TO BE DONE:
Return exactly the span of lines that opens with the line containing "Guideline: for each instance of the truck roof, put" and closes with the last line of the data, inclusive.

SOURCE RECORDS:

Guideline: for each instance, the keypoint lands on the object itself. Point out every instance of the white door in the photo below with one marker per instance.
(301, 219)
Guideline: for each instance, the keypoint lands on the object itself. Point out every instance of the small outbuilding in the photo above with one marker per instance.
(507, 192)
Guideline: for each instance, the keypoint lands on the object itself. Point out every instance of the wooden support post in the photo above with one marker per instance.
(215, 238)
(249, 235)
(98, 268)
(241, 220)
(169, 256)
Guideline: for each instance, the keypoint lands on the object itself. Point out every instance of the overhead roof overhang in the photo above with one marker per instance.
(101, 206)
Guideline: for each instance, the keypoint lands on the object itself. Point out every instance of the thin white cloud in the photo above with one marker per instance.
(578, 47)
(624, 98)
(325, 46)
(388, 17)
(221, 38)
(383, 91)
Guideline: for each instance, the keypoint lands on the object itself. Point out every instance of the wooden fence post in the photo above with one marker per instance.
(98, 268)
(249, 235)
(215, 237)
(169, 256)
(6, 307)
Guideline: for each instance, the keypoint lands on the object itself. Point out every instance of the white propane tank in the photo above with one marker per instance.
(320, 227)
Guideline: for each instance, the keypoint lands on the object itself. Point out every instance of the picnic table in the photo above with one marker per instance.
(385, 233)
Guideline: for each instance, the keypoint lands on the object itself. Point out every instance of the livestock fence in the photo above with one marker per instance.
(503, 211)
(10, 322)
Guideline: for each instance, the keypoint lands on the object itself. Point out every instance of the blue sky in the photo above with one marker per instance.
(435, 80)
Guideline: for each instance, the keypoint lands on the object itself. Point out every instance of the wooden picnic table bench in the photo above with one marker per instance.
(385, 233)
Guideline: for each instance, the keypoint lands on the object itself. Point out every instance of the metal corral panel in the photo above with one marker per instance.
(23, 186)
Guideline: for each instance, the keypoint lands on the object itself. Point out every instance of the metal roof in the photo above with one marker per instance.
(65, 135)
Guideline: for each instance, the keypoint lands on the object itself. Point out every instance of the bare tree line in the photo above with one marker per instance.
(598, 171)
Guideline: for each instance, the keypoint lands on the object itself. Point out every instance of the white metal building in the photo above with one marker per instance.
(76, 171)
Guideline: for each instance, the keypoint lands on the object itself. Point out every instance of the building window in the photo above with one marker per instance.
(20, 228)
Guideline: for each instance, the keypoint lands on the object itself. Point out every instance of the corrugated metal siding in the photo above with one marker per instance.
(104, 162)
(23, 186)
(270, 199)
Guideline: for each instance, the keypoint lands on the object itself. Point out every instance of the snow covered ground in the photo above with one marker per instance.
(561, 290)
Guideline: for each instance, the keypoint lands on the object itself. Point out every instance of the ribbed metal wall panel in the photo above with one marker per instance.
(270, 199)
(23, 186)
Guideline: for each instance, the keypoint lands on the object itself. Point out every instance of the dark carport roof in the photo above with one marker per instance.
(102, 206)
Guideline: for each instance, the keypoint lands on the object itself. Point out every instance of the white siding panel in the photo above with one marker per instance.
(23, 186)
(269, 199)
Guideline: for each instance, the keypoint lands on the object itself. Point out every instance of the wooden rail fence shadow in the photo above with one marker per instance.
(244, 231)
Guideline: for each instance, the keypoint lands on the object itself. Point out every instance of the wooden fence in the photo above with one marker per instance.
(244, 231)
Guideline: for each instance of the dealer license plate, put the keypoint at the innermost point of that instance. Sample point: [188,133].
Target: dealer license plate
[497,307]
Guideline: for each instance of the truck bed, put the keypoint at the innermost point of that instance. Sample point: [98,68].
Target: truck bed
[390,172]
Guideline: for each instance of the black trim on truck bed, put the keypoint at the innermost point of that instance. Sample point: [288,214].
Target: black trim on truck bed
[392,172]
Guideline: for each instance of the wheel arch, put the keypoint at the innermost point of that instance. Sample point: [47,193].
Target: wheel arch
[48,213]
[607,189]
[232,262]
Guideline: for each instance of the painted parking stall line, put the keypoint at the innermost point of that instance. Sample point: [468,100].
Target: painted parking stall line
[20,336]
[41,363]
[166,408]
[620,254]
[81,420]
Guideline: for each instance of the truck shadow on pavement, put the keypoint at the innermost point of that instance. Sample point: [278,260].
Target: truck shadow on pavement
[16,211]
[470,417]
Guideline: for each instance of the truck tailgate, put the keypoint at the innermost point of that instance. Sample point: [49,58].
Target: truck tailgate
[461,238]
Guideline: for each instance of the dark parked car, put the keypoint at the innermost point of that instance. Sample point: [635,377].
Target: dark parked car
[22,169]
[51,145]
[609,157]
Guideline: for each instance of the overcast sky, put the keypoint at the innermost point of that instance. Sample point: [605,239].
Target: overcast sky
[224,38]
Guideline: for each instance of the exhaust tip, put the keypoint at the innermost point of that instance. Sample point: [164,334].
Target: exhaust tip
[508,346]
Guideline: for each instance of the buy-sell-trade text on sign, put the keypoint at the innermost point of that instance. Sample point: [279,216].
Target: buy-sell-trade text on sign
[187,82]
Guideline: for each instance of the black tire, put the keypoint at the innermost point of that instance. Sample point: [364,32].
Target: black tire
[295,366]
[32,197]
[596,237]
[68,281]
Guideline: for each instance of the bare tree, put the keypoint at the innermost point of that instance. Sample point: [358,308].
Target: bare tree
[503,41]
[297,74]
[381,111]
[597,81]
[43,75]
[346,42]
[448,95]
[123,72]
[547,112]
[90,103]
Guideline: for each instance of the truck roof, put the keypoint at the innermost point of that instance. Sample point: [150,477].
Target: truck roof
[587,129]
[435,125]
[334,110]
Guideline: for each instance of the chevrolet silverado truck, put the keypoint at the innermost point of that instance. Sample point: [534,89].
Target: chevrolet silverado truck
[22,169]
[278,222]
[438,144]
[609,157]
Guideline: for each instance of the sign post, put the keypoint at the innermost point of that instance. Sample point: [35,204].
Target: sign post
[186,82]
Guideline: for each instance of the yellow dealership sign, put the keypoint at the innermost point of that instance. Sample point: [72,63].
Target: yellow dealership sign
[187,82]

RESULT:
Guideline: for each instance of the truck roof, put the keypoint at the innermost point of that instance. Sample point: [150,477].
Target: truck roof
[587,129]
[435,125]
[334,110]
Guideline: for each instance of the chevrolet silverado truck, put the keypoint at the innermost point of that instance. Sample point: [534,89].
Target: chevrolet silverado truck
[22,169]
[278,222]
[438,144]
[609,157]
Guideline: for each instance of the sign post, put the keypoint at the innermost point of that instance. Sample point: [35,204].
Target: sign post
[186,82]
Guideline: for each instance of the yellow dealership sign, put the keypoint at the innermost point of that instance. Sample point: [72,63].
Target: yellow dealership sign
[187,82]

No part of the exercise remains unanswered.